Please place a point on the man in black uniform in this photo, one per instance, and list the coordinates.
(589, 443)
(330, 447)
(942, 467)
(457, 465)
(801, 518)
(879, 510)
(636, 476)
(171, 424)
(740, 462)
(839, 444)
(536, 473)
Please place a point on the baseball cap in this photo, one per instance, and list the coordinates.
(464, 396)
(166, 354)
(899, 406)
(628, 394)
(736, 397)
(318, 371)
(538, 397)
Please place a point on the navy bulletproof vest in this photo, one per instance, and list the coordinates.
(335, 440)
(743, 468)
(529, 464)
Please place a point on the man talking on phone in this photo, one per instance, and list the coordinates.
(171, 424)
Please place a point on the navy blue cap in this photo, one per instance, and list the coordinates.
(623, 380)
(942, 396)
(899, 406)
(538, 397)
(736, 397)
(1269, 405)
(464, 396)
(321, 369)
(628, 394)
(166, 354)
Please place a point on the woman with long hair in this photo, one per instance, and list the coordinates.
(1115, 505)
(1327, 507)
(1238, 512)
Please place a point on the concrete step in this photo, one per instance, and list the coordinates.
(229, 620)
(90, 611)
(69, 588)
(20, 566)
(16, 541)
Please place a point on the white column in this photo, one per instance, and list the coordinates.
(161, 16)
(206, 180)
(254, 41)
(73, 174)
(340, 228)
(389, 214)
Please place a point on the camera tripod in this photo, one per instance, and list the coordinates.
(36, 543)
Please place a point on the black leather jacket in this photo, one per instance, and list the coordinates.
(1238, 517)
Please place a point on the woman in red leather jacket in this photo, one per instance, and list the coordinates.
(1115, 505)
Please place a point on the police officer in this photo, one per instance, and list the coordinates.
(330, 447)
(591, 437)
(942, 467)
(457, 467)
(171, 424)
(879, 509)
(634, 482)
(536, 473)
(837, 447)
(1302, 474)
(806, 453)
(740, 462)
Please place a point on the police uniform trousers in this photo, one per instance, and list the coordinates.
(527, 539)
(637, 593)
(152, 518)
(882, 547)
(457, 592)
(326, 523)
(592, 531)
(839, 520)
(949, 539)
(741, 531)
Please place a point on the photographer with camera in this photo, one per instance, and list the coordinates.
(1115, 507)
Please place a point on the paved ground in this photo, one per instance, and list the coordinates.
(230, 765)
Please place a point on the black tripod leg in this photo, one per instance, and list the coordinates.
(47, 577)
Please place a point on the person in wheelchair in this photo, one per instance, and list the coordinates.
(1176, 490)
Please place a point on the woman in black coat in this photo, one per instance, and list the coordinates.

──────────────────────────────

_SHORT EXERCISE_
Rewrite the rows from the one containing "Please place a point on the person" through the last row, keeping every row and adding 56 to each number in the coordinates. Leave all other wording unchanged and include no other rows.

_TASK RESPONSE_
Please place a point on the person in wheelchair in this photo, one per instance, and list the coordinates.
(1232, 546)
Please place a point on the woman in black coat in this photo, one per instance, and list the coordinates.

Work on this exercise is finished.